[Start Source material]
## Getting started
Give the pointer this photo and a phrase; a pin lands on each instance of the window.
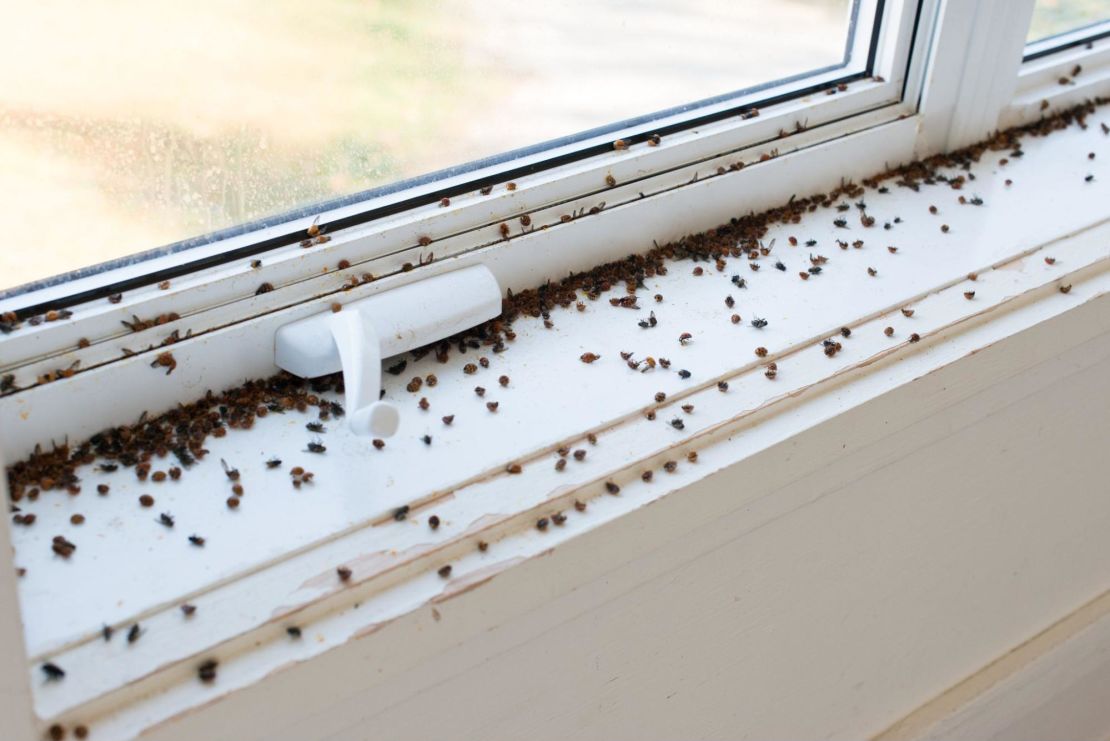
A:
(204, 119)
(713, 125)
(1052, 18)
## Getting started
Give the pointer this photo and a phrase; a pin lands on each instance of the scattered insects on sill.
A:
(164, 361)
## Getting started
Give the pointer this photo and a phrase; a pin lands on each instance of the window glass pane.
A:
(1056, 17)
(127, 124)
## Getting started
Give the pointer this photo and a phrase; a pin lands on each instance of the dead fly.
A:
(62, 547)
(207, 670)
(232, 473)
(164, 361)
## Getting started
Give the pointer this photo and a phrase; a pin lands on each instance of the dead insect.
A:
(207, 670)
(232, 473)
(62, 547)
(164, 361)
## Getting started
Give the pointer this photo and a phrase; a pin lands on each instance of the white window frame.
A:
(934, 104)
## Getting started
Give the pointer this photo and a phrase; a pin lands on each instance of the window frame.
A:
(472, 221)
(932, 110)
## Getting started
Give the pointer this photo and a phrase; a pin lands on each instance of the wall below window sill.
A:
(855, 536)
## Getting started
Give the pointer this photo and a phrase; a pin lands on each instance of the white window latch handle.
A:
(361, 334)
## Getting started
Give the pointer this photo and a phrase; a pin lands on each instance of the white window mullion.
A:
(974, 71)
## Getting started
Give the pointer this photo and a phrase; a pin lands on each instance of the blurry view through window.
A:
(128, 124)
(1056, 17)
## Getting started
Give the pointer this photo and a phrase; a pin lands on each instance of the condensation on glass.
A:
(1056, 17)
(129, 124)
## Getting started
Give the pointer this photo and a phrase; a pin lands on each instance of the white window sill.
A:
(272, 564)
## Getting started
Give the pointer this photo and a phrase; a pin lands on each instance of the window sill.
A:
[End Source material]
### Exercise objective
Output the full set of records above without changing a word, and drop the images.

### Solution to this task
## Getting started
Give the pointer this photo and a phrase; a pin lands on each instance of the window.
A:
(204, 119)
(713, 125)
(1052, 18)
## Getting started
Give the pointer this photo and a phrase; a pin lands on each instance of the scattered insects on sill.
A:
(164, 361)
## Getting started
Give the pointer this photo and a phrase; a pin lands on each instance of the window glass pane.
A:
(1056, 17)
(127, 124)
## Getting started
Give the pointer this photo and a phrase; a pin lands on each instance of the dead fly.
A:
(62, 547)
(207, 670)
(232, 473)
(164, 361)
## Getting started
Give the pointer this photo and a phrase; a pin lands on each instance of the dead insect.
A:
(207, 670)
(232, 473)
(62, 547)
(164, 361)
## Getting started
Give the pointer this photo and a phrase; a pin lands on each instance of the white window frame.
A:
(934, 104)
## Getting started
Give the pointer this photo and a phrase; a pin lands on each instance of the window frame.
A:
(472, 221)
(932, 110)
## Getting started
Give the pointer this photo and a phrase; a pin lands on each instance of the wall below window sill.
A:
(855, 536)
## Getting started
Give the pointer this photo and a phrase; a pin lands on each instance of the white window latch handle.
A:
(361, 334)
## Getting started
Give the pointer this photo and a phrase; a pin lands on each instance of the white window mullion.
A:
(974, 71)
## Getting started
Give the pointer this photo and a phrase; a pin lands on each instance of the blurry view through window.
A:
(128, 124)
(1056, 17)
## Getting started
Give the pointer this photo and a phrase; a pin lands on each instance of the condensation on glass.
A:
(1056, 17)
(129, 124)
## Getting started
Give the pointer this photo and a phrase; a pin lands on each instance of the white window sill.
A:
(272, 564)
## Getting started
Give the pointer this photo and a phrase; a pin lands on each instance of the window sill.
A:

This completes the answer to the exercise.